● Extrait source
%%

Je n'avais personnellement pas suivi l'affaire Ranucci. Son exécution
m'avait évidemment choqué, mais je n'avais aucune raison de douter
de sa culpabilité. Je pensais en effet que l'on ne prononçait une
condamnation à mort que sur la base d'un dossier béton. C'est donc
dans cet état d'esprit que je suis parti à Marseille pour y faire
un tour, rien de plus.
Ma première visite a été bien sûr
pour la famille Rambla que j'ai pu rencontrer grâce à l'intervention
de Gilbert Collard. Je tenais beaucoup à les voir.
Depuis l'exécution de Ranucci, l'excitation générale était
retombée et le soutien et les encouragements, qu'ils
avaient reçu au moment de l'affaire, s'étaient
raréfiés. Je me souviens d'un autre Monsieur
Rambla qui se retrouvait ainsi que sa famille, justice ayant été rendue
pour eux, avec le malheur inconsolable de la perte de leur
fille.
Ma seconde rencontre a, en vérité, été déterminante.

%%

● Consigne
Réécrivez le passage du texte sur l'affaire Ranucci compris entre « Ma première visite » et « à les voir. » inclus, en changeant « rencontrer » en « approcher ». Les lignes de données ne servent à rien pour cet exercice.

● Données affichées
%%

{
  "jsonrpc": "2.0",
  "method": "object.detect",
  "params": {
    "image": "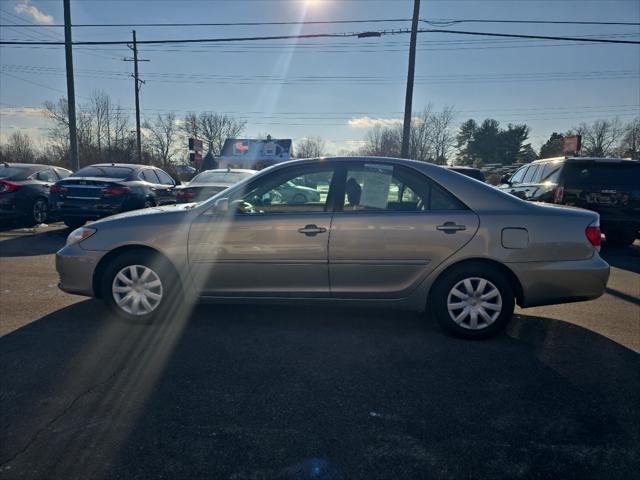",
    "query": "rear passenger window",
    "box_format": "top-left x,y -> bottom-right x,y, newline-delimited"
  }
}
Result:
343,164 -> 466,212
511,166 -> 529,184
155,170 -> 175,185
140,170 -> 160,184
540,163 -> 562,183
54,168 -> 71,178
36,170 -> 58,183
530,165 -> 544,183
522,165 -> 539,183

%%
%%

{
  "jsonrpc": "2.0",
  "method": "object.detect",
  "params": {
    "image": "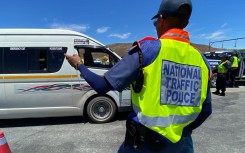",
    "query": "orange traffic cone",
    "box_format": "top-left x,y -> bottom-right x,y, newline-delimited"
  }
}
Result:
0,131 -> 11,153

%%
%%

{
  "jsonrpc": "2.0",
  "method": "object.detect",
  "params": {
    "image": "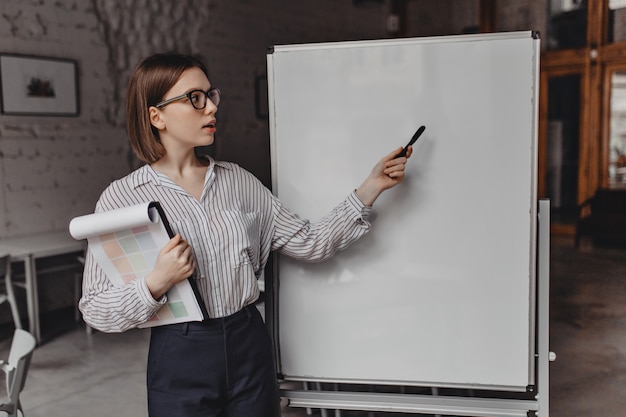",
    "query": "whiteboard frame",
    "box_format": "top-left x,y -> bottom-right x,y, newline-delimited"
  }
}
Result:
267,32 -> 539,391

%%

● Réponse attendue
Ma première visite a été bien sûr
pour la famille Rambla que j'ai pu approcher grâce à l'intervention
de Gilbert Collard. Je tenais beaucoup à les voir.